***** Provided records

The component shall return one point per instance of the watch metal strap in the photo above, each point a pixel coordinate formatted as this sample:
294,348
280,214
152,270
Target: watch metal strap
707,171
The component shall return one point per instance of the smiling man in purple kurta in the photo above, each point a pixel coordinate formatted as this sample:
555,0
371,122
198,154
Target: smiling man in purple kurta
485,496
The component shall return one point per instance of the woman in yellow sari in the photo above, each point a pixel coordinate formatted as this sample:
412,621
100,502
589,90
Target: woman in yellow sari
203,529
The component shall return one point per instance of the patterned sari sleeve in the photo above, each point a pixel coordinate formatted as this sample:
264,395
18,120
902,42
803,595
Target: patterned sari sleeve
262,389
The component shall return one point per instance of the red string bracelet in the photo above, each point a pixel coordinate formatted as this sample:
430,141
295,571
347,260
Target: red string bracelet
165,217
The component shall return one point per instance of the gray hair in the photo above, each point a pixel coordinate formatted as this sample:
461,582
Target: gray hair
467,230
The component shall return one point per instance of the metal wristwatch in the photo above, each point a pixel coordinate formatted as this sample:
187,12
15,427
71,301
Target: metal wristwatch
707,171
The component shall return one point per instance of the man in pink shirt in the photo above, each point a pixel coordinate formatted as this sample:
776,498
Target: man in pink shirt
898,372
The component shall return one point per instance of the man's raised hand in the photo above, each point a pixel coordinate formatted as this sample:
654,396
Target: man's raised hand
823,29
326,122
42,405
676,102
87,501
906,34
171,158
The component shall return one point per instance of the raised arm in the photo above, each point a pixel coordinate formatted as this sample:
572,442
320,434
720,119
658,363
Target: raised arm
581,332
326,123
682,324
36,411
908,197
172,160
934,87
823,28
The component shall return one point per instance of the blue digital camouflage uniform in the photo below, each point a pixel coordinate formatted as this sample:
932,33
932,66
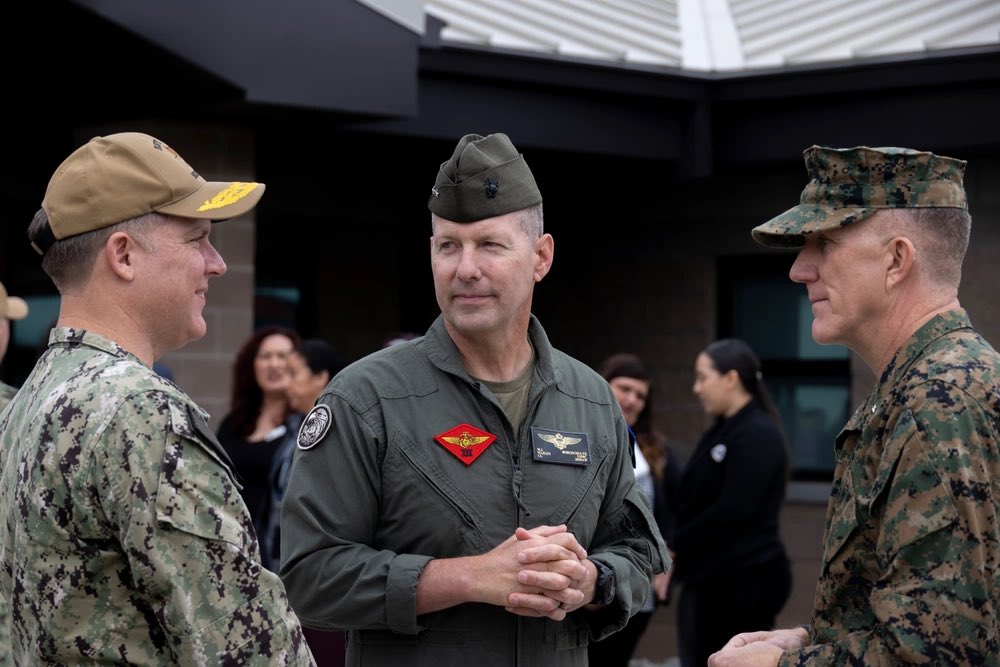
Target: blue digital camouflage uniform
911,564
124,538
6,394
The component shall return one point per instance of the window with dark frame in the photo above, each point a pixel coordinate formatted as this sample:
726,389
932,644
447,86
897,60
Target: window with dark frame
810,383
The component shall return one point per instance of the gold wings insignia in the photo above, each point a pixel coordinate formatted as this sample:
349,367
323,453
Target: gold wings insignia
465,440
559,440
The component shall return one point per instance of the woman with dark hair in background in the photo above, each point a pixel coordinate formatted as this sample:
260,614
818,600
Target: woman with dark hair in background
257,422
657,472
729,558
311,365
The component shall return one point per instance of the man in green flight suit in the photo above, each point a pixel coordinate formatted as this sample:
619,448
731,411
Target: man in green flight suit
911,558
468,497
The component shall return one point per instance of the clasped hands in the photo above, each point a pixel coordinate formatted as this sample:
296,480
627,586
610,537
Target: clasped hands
545,572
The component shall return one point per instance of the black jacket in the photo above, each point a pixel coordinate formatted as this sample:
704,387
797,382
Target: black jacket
730,496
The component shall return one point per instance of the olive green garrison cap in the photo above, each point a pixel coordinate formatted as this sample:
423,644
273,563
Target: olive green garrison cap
485,177
850,184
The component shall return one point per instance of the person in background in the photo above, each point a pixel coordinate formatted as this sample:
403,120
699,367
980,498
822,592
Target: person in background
657,472
728,554
911,556
312,363
11,308
257,424
124,538
467,497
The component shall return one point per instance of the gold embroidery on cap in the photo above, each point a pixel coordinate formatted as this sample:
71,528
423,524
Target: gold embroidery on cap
232,194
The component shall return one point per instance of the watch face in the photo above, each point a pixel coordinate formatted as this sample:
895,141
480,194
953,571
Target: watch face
604,591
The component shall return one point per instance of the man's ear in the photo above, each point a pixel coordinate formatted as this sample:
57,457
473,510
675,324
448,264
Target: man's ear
544,249
898,263
119,252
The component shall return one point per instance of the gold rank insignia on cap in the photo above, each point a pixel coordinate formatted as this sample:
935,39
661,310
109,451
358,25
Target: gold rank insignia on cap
465,442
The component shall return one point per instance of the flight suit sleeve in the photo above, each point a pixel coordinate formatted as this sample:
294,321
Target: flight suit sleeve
628,541
329,520
188,539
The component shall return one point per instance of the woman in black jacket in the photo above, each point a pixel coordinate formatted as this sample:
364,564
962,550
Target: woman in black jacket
729,558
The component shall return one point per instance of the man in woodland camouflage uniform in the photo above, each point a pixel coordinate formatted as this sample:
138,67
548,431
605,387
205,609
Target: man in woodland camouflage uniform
124,538
911,560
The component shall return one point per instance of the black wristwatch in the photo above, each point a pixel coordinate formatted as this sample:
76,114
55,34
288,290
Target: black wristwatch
606,585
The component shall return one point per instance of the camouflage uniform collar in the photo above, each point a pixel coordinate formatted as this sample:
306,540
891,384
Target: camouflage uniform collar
69,337
899,365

**********

What is asked
Could you swap "collar" for "pocket" in the listing lines running from the line containing "of the camouflage" through the end of the listing, leaving everything else unchanged, and give back only those lines?

Worked solution
The component shall return one point per instance of the camouflage uniform pocket in the photo above, each point a pixel coordinate formatted as this sample:
306,540
891,384
Target: camouflage uniform pocket
69,337
899,365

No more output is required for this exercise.